→ **Problem to solve**
Filter the entries down to the lines holding "security", then copy those lines.

### Input

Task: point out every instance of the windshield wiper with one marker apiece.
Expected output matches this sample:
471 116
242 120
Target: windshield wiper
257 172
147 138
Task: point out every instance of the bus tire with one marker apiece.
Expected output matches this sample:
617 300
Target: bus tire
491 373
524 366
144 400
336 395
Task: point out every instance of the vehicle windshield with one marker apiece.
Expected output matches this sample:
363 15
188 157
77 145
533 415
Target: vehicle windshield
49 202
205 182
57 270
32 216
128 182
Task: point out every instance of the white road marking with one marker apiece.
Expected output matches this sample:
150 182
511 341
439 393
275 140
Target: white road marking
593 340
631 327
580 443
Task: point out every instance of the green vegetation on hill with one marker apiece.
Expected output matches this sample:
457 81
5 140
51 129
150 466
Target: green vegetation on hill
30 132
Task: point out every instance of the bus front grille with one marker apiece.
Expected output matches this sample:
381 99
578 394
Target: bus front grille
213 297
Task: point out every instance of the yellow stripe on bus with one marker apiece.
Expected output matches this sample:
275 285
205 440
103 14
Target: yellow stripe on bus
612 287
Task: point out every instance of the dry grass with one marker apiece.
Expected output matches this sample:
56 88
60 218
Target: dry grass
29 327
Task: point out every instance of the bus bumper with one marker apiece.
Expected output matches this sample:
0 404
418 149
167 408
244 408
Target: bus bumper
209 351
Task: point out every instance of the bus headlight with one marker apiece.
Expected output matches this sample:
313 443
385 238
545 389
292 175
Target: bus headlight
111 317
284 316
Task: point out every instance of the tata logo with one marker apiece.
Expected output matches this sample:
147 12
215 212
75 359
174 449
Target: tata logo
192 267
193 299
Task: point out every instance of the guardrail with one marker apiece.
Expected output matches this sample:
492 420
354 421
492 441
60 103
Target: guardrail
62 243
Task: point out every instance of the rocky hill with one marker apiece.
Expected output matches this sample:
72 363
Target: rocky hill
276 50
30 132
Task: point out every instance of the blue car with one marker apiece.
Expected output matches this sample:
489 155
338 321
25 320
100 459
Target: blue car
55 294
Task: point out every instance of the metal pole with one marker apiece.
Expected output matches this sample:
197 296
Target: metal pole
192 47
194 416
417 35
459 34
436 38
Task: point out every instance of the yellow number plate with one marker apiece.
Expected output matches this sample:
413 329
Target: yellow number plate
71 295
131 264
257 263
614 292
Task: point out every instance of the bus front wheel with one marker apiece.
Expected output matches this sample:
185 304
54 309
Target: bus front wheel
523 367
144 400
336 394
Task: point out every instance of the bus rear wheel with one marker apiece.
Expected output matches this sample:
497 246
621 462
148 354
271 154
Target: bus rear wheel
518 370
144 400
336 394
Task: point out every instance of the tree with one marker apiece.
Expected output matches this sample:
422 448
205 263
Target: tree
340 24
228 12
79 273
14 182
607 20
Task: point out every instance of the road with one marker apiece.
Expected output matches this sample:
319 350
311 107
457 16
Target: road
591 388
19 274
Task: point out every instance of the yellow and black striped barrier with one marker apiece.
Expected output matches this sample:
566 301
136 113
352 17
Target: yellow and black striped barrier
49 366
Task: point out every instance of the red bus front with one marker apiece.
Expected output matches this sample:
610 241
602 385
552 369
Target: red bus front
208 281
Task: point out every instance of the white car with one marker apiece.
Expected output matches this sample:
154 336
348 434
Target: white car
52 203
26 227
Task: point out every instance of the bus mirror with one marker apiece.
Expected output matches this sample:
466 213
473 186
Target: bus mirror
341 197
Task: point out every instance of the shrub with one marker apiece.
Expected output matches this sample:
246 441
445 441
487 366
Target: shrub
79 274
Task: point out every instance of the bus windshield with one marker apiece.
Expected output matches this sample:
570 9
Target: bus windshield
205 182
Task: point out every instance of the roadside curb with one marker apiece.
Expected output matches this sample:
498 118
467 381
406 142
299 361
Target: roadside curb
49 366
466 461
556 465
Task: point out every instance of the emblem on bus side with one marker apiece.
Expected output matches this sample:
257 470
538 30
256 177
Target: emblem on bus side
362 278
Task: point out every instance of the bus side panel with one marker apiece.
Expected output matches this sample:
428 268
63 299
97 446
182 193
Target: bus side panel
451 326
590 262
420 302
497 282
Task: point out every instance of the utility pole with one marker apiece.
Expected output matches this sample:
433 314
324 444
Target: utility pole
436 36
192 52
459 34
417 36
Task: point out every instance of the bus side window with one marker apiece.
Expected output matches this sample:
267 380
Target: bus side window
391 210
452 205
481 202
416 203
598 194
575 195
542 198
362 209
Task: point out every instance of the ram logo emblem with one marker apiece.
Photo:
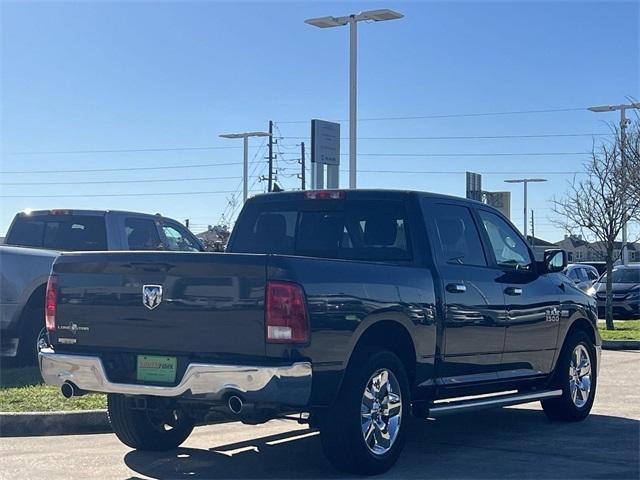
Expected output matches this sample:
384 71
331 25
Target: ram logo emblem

######
### Input

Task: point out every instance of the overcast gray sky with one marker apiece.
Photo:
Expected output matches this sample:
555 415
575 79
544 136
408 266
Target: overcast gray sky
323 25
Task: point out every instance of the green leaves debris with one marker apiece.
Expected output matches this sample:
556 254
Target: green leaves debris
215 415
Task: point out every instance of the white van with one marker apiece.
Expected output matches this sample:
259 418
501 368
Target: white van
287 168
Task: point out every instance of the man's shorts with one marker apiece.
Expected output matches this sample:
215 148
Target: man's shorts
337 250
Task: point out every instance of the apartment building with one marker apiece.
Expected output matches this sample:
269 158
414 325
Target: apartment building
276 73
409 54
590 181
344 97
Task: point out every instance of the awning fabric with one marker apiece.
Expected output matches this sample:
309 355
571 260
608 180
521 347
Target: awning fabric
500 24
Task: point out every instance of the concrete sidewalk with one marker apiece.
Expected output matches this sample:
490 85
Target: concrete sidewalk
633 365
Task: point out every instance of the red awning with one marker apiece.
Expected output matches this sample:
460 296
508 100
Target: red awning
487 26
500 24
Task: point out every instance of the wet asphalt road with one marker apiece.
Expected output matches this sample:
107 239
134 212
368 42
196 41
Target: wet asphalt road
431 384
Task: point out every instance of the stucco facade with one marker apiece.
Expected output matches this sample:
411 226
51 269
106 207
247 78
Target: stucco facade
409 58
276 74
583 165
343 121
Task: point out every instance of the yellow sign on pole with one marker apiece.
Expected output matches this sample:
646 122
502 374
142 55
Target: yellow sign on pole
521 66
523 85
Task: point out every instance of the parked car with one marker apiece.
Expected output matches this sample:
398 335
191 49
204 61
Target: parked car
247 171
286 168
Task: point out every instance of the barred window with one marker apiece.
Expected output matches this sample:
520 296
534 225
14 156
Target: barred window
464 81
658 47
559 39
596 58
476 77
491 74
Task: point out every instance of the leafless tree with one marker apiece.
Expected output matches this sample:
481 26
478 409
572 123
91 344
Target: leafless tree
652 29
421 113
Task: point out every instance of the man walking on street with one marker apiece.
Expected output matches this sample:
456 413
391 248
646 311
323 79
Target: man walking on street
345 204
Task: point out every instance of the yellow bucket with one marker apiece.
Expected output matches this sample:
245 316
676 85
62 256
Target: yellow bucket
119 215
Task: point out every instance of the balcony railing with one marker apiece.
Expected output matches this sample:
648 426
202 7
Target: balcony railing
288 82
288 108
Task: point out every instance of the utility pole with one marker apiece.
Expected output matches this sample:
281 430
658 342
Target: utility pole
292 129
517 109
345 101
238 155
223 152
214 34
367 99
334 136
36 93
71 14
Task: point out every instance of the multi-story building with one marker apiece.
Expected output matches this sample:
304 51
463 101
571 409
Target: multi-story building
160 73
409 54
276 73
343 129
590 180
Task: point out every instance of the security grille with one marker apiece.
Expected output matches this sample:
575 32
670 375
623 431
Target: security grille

######
### Input

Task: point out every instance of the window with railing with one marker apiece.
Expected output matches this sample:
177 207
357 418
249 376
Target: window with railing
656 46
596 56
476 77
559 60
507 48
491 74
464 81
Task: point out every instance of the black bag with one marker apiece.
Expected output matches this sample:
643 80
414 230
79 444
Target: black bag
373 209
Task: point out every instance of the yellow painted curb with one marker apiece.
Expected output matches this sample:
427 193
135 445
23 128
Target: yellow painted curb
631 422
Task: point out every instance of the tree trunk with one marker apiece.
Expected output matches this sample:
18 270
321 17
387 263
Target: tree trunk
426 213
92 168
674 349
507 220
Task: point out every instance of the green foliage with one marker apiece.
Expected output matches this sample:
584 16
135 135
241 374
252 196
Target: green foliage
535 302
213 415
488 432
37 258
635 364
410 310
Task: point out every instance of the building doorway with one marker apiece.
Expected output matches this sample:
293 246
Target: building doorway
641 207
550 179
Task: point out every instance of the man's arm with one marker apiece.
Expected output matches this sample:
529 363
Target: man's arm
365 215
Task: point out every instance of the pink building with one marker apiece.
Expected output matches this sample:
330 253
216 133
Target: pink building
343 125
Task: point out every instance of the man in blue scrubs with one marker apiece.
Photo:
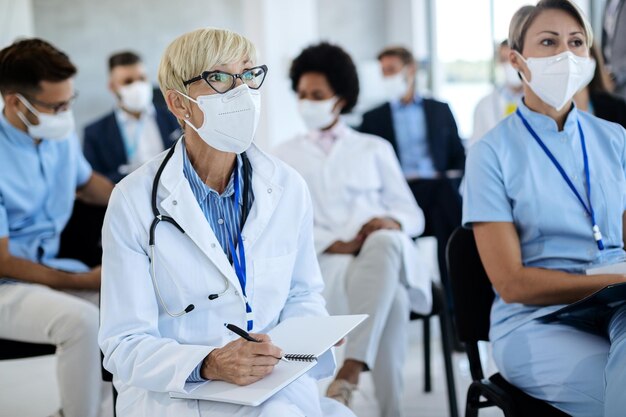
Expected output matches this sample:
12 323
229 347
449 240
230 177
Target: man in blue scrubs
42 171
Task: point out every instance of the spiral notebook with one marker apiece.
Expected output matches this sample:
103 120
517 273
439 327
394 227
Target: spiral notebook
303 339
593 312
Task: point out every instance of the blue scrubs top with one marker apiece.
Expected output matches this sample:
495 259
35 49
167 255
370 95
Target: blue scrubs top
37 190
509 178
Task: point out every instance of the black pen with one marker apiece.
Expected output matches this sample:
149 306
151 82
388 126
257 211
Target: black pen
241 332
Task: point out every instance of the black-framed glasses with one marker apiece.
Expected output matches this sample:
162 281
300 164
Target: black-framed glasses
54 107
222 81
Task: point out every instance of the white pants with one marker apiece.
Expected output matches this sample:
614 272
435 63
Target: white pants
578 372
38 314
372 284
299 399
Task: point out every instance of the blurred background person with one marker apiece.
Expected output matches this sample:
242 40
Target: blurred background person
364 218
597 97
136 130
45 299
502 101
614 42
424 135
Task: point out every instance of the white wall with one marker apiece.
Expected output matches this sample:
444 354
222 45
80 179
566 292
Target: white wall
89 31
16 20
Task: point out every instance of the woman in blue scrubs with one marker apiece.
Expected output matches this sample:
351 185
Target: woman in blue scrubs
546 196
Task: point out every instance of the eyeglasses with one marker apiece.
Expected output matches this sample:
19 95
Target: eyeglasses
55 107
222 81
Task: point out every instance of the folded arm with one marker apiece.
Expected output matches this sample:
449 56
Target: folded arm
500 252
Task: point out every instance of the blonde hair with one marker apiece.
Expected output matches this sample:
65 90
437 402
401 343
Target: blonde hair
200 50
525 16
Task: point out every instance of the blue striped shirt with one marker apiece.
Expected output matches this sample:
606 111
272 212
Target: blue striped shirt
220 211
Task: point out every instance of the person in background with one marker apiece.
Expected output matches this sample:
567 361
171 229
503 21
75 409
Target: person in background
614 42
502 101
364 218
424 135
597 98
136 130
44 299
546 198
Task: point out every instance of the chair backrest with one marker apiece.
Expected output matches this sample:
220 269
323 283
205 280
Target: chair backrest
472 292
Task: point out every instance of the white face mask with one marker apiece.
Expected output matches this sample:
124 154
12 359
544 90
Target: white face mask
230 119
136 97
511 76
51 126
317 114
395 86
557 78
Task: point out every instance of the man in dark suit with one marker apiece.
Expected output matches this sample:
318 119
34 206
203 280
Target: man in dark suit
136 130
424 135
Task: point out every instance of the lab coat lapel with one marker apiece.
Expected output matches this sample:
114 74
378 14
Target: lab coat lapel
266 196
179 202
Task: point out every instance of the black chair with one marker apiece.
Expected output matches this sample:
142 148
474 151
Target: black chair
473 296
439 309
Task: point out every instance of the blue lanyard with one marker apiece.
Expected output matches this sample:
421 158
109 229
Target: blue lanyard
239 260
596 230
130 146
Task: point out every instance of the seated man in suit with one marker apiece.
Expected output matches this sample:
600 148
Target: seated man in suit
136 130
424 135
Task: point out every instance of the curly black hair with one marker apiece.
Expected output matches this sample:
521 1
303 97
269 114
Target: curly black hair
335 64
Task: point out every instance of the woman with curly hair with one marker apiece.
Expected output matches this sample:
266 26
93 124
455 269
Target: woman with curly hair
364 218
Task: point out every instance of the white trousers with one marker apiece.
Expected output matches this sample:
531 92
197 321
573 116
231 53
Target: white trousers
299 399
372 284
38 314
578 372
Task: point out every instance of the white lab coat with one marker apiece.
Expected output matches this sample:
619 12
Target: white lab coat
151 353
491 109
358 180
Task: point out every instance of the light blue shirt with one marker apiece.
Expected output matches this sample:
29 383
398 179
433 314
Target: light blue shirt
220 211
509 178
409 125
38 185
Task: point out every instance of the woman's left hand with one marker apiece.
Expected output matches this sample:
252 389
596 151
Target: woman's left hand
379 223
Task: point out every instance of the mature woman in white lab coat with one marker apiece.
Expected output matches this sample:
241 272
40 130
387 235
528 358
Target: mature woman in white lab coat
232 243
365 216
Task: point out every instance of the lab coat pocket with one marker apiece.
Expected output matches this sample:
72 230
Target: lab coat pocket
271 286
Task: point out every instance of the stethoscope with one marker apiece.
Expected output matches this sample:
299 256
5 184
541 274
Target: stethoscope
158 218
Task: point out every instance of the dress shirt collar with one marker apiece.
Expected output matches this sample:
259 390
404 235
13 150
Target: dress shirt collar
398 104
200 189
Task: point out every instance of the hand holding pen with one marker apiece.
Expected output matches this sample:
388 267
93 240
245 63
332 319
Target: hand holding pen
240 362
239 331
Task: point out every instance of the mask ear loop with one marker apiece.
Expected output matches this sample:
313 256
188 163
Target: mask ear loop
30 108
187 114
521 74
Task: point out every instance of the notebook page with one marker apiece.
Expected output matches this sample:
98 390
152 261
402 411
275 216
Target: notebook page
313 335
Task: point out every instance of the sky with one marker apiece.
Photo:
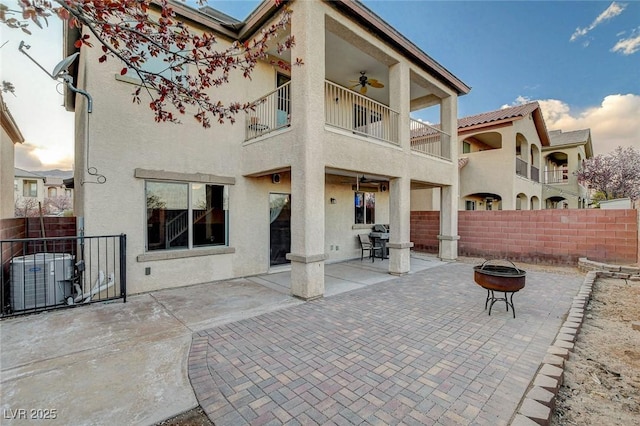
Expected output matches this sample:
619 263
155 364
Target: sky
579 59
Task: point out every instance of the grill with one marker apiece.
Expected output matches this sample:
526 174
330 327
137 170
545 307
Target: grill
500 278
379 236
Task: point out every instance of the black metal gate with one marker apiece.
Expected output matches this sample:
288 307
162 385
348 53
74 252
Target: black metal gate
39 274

######

→ **Your solution**
Task: point out every instance of the security grille with one marker apiece.
Target: security grille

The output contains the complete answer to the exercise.